## TASK:
Look through the entries for the string "instance", and copy each line that holds it.

╭──

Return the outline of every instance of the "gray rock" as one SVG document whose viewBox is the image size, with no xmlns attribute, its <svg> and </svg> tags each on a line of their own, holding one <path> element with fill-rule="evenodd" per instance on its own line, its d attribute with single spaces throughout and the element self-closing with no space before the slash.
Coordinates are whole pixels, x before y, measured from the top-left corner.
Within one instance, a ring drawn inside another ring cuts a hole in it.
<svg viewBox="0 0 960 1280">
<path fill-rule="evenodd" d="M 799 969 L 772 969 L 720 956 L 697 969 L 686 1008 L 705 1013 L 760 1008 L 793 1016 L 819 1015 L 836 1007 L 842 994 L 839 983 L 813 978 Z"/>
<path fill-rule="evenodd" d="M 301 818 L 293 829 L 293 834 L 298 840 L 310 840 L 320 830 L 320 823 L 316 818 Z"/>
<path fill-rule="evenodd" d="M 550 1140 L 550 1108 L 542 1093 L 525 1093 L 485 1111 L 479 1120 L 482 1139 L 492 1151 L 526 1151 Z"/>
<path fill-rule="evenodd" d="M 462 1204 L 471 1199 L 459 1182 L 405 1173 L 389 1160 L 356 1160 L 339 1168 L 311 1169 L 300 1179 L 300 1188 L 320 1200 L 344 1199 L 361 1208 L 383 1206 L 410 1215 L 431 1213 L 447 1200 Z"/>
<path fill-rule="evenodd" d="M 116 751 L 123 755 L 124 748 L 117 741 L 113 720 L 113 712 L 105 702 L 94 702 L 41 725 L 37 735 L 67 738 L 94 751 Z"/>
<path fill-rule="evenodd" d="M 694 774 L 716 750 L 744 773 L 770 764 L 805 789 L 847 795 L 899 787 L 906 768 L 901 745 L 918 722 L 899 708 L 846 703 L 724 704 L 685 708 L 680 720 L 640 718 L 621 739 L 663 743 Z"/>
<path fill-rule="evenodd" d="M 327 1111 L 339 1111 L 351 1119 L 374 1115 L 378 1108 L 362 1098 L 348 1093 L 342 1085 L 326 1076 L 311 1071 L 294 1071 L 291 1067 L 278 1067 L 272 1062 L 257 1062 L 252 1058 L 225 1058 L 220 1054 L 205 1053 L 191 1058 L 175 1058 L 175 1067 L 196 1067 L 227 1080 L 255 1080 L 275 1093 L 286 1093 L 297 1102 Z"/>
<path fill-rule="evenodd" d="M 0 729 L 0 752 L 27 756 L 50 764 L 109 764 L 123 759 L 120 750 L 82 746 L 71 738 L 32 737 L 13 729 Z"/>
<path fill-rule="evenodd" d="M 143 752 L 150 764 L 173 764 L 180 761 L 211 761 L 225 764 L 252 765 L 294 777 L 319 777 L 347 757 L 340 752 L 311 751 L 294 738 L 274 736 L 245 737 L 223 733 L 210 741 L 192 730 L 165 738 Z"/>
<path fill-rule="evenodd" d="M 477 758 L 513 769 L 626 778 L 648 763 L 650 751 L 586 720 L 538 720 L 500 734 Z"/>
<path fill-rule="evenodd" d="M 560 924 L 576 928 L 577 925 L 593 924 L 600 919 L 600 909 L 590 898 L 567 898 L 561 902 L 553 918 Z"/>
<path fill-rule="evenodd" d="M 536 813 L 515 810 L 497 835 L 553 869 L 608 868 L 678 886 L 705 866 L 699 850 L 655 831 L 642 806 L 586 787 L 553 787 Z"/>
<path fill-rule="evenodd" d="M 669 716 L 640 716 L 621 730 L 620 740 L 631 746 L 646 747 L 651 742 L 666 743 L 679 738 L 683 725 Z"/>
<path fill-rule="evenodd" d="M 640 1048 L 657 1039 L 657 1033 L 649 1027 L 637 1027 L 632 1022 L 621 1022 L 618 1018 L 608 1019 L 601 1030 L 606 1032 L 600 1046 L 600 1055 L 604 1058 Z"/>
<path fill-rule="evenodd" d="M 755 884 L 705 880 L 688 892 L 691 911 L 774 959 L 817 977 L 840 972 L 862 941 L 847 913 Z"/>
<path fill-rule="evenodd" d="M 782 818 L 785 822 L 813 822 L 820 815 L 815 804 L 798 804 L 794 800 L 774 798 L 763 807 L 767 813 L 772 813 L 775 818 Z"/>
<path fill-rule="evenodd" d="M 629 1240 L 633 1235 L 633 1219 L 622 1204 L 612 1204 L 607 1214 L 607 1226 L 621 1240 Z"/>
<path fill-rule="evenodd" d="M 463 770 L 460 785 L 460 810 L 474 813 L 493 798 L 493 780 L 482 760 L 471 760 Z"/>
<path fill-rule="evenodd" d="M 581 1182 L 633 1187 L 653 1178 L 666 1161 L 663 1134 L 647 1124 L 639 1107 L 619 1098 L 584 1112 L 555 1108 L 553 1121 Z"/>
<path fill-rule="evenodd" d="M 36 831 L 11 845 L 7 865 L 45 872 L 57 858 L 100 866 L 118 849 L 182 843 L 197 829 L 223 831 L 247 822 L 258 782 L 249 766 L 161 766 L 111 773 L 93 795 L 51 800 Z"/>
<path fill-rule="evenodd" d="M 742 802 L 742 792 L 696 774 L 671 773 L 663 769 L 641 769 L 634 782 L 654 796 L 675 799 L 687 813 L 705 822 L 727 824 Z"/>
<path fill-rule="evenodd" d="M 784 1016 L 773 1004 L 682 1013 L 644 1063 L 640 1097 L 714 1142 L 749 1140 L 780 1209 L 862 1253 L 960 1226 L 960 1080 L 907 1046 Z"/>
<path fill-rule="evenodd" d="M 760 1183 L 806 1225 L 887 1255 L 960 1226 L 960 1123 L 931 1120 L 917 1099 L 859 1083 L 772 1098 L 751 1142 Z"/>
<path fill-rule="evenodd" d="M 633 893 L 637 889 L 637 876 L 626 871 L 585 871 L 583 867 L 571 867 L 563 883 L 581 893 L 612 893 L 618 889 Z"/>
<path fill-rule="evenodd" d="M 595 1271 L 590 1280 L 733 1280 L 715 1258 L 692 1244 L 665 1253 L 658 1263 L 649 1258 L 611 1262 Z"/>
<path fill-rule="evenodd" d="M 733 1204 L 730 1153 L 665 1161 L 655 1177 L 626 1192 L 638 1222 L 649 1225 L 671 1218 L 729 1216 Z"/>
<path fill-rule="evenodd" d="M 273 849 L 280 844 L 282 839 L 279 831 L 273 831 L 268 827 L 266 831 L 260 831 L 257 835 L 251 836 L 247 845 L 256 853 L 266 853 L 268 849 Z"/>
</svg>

╰──

## RESPONSE:
Return the outline of every instance of the "gray rock" as one SVG document whose viewBox is the image size, with no xmlns attribute, its <svg> and </svg> tags each on a line of their own, holding one <path> element with fill-rule="evenodd" per instance on its own line, its d attribute with single spaces throughout and the element self-closing with no space before the slash.
Within one instance, a ring drawn inside another ring cuts a hole in it.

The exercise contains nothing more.